> [What is asked]
Rename "house with red roof" to "home with a red roof" and give back the lines, starting at the line that has "Kindly give the mask of every instance of the house" and stopping after the line that has "M46 26L47 33L58". Leave everything else unchanged.

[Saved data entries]
- - -
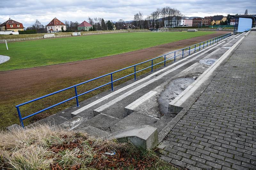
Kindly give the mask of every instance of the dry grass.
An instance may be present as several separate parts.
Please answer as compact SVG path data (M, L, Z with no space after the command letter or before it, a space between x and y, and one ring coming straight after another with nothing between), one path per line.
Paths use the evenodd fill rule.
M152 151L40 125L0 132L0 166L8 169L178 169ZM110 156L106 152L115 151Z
- - -
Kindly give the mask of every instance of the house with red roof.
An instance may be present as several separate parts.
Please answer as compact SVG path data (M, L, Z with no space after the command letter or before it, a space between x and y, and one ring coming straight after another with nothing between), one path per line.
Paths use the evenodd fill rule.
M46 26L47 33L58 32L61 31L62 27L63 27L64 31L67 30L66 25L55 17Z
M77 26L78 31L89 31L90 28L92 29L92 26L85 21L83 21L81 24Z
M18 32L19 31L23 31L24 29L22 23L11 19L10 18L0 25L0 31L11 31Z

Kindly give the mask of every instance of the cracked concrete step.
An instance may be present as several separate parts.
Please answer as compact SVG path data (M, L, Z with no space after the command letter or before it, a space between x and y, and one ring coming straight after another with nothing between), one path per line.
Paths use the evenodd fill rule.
- - -
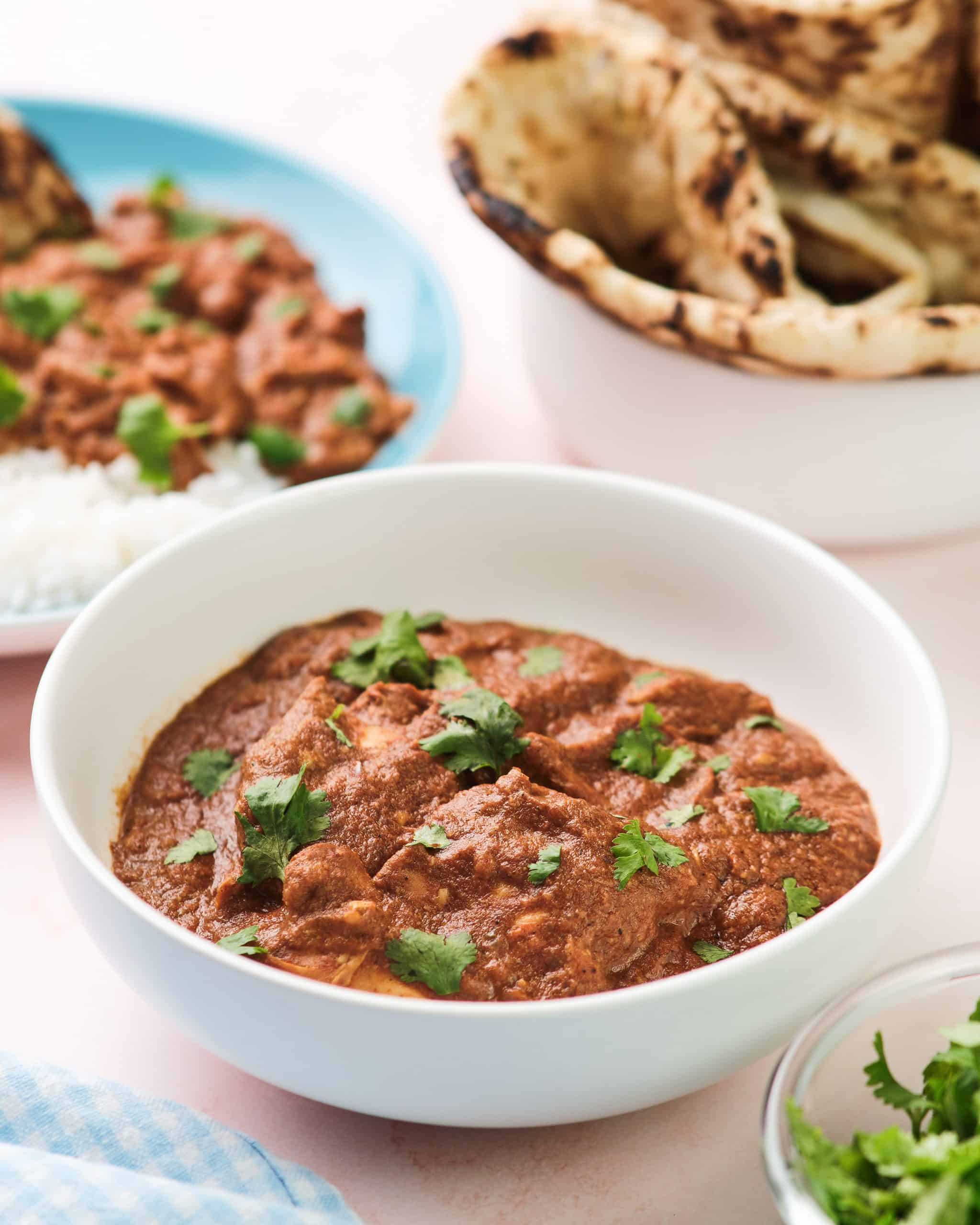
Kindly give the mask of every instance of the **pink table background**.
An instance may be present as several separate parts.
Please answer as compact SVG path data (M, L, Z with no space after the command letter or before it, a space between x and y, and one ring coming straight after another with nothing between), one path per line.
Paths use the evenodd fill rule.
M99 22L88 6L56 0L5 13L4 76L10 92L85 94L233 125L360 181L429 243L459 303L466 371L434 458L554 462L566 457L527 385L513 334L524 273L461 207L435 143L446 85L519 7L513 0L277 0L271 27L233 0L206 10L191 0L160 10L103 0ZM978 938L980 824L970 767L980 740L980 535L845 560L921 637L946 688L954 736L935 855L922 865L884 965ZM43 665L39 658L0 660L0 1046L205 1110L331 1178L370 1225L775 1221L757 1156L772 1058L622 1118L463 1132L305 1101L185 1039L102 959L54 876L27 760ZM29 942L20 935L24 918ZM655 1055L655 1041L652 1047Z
- - -
> [Exercise result]
Kindly give the mask of every instance of the home with a red roof.
An instance may be present as several separate parts.
Please answer as compact SVG path data (M, L, Z with no space after the command letter or before it, a space between x and y, and one ring coming straight after another with nothing between), one path per line.
Paths use the evenodd fill rule.
M46 26L47 33L58 32L61 31L62 27L63 27L64 31L67 30L66 25L55 17Z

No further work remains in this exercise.